# Material shown
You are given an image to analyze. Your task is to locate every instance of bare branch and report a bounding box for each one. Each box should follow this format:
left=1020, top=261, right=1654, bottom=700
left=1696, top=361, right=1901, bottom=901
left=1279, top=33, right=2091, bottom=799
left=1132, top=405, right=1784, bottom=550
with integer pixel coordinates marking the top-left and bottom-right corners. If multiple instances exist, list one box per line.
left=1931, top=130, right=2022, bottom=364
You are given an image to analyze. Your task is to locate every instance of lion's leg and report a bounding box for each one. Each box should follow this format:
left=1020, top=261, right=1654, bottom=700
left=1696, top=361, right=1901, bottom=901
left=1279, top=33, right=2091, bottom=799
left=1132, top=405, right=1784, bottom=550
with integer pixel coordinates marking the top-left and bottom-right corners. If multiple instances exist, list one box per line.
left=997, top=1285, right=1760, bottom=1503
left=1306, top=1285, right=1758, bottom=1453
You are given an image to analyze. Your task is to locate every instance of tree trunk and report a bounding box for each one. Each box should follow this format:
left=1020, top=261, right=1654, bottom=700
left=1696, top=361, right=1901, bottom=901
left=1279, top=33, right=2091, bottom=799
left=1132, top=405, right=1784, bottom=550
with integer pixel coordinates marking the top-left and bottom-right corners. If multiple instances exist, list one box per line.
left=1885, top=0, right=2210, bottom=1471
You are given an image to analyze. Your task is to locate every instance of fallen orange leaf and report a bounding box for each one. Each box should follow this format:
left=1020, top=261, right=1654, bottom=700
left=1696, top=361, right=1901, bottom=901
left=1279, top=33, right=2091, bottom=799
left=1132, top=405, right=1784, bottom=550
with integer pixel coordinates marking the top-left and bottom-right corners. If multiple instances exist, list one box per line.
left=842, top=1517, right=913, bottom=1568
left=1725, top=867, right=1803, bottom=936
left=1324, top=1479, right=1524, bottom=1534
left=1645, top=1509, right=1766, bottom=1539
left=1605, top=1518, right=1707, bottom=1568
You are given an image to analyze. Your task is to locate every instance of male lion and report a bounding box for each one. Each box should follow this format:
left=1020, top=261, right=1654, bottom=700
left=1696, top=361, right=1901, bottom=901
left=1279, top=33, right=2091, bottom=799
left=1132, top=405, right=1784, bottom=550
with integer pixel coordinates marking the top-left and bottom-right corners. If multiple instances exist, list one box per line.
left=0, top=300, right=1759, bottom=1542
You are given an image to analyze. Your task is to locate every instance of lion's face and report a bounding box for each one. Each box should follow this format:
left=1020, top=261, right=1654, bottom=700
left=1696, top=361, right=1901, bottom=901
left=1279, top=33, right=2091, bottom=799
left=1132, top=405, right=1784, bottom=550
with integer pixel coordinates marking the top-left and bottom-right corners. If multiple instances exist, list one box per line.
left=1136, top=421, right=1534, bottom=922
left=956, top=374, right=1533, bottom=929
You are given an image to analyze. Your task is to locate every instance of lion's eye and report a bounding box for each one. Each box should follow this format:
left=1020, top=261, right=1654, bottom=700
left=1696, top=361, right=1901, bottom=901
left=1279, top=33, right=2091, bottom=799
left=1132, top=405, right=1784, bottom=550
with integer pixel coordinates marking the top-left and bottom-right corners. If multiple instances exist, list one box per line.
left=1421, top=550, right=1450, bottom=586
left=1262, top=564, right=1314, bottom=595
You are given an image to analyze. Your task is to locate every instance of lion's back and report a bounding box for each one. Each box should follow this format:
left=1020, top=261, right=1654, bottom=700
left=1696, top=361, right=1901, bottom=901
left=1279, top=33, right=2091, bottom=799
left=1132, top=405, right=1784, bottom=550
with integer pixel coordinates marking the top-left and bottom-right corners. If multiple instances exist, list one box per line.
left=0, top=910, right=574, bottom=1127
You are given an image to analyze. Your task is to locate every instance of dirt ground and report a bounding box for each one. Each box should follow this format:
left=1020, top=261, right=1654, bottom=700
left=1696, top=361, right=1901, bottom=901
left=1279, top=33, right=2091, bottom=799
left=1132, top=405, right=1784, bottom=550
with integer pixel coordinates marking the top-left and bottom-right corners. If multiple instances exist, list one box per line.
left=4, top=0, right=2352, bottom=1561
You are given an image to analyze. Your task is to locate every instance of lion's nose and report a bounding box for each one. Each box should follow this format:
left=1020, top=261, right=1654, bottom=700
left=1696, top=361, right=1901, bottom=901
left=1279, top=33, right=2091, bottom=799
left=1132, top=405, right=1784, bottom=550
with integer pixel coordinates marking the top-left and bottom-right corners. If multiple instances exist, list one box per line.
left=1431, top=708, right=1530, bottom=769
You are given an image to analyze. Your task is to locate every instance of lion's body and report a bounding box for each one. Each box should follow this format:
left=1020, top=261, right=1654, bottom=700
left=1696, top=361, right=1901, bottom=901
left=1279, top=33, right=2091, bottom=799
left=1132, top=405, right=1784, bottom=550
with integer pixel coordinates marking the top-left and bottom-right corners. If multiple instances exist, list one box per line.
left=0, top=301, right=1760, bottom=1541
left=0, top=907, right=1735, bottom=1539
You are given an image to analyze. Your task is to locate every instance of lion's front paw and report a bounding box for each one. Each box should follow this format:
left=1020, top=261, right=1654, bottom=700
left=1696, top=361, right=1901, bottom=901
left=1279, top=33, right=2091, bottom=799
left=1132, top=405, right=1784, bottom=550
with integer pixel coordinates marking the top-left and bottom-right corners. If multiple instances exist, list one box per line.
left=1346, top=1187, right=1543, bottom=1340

# Problem
Write out all of the records once more, exactly.

# Exercise answer
You are given an image to analyze. Your task is to locate every instance of bare branch and report a bounding box for each one. Each box should follow this format:
left=1020, top=261, right=1654, bottom=700
left=1696, top=361, right=1901, bottom=901
left=1279, top=33, right=2091, bottom=799
left=1132, top=405, right=1784, bottom=550
with integer pixel coordinates marking the top-left and bottom-right corners. If multiple instances exist, list one box per line.
left=1931, top=130, right=2022, bottom=364
You are given an image to analyze. Your task is to locate every instance of lion's leg and report a bounding box for each one. Each box should follow this format:
left=1020, top=261, right=1654, bottom=700
left=1696, top=361, right=1901, bottom=901
left=1279, top=33, right=2091, bottom=799
left=1132, top=405, right=1784, bottom=550
with integer pixel coordinates marking the top-left and bottom-right corners. If multiple instances exist, list one box per line.
left=997, top=1285, right=1760, bottom=1503
left=1306, top=1285, right=1758, bottom=1453
You are given an image to analyze. Your task is to locate every instance of tree trunk and report a bounding box for each one. Each box should follow this format:
left=1020, top=261, right=1654, bottom=700
left=1696, top=361, right=1901, bottom=901
left=1279, top=33, right=2091, bottom=799
left=1132, top=405, right=1784, bottom=550
with integer pixel coordinates marking the top-left and bottom-right corners. If multiple instances exist, list one box per line.
left=1885, top=0, right=2210, bottom=1471
You are given an image to analyze. Your task is to locate every instance of fallen orange leaf and report a bounding box for each one. Each box should follow this format:
left=1020, top=261, right=1654, bottom=700
left=1696, top=361, right=1901, bottom=901
left=1279, top=33, right=2091, bottom=799
left=1132, top=405, right=1784, bottom=550
with integer pixel coordinates marking the top-left and bottom-right corners. If multiple instances exist, list one box per line.
left=842, top=1517, right=913, bottom=1568
left=1725, top=867, right=1803, bottom=936
left=1324, top=1479, right=1524, bottom=1534
left=1645, top=1509, right=1766, bottom=1539
left=1605, top=1518, right=1707, bottom=1568
You are given an image to analyze. Your task is to locate every instance of male lion and report a bounding box for each one. Each box should follow this format:
left=1020, top=261, right=1654, bottom=700
left=1696, top=361, right=1901, bottom=901
left=1279, top=33, right=2091, bottom=799
left=1132, top=405, right=1784, bottom=550
with integer pixel coordinates marking the top-left and bottom-right corners. If multiple instances exist, list one box per line.
left=0, top=300, right=1759, bottom=1542
You are given an image to analyze. Your task is to locate every instance of lion's face and report a bounding box for each one. Each box should follow this format:
left=1020, top=261, right=1654, bottom=700
left=1696, top=361, right=1901, bottom=901
left=1279, top=33, right=2091, bottom=799
left=1132, top=405, right=1784, bottom=550
with integer pixel coordinates marking the top-left and bottom-right corners. If multiple instances exist, list one box per line.
left=1136, top=421, right=1534, bottom=922
left=956, top=374, right=1533, bottom=929
You are given an image to analyze. Your task is to locate every instance of lion's eye and report a bounding box for each one. Each box should follow this format:
left=1020, top=261, right=1654, bottom=700
left=1696, top=361, right=1901, bottom=901
left=1279, top=33, right=2091, bottom=799
left=1132, top=405, right=1784, bottom=550
with integer pixel coordinates marking the top-left and bottom-right corners. If multiple instances exist, list one box per line.
left=1421, top=550, right=1450, bottom=586
left=1262, top=564, right=1314, bottom=595
You are given an image to analyze. Your task is to locate every instance of lion's back and report a bounding box for each one. Each box should follow this format:
left=1020, top=261, right=1654, bottom=700
left=1696, top=361, right=1901, bottom=901
left=1279, top=33, right=2091, bottom=799
left=1132, top=405, right=1784, bottom=550
with integer pixel coordinates marking the top-left and bottom-right corners. If multiple instances exist, list one box per line.
left=0, top=910, right=574, bottom=1127
You are given an image to analyze. Your task is to locate every instance of dirt ground and report a bounding box for each one. Each box should follow this format:
left=1020, top=261, right=1654, bottom=700
left=1696, top=361, right=1901, bottom=901
left=1279, top=33, right=2091, bottom=799
left=1132, top=405, right=1784, bottom=550
with integer pixel coordinates marking the top-left and bottom-right corners. If multiple instances exist, list one box per line.
left=4, top=0, right=2352, bottom=1561
You are given an image to analyze. Your task is to locate every instance of lion's nose and report a bounding box for each one. Each box should follow this format:
left=1020, top=261, right=1654, bottom=700
left=1696, top=361, right=1901, bottom=901
left=1279, top=33, right=2091, bottom=799
left=1132, top=405, right=1784, bottom=550
with integer pixel coordinates marking the top-left and bottom-right corners. If multiple instances exist, list one box per line.
left=1431, top=708, right=1530, bottom=769
You are given an image to analyze. Your task is to locate every instance of lion's body and report a bounding box for each one. Each box should follow this format:
left=1020, top=261, right=1654, bottom=700
left=1696, top=361, right=1901, bottom=901
left=1279, top=33, right=2091, bottom=799
left=1132, top=405, right=1784, bottom=550
with integer pixel coordinates marking the top-left and bottom-right corners. If multiple instances exist, list one box per line.
left=0, top=301, right=1760, bottom=1541
left=0, top=907, right=1735, bottom=1539
You are given an image to analyze. Your task is to locate every instance of lion's front paw and report a bounding box for each one. Each box should follow this format:
left=1020, top=261, right=1654, bottom=700
left=1696, top=361, right=1901, bottom=901
left=1279, top=33, right=2091, bottom=799
left=1132, top=405, right=1784, bottom=550
with integer pixel coordinates marking the top-left and bottom-right corners. If multiple instances exist, list one box per line.
left=1346, top=1187, right=1543, bottom=1340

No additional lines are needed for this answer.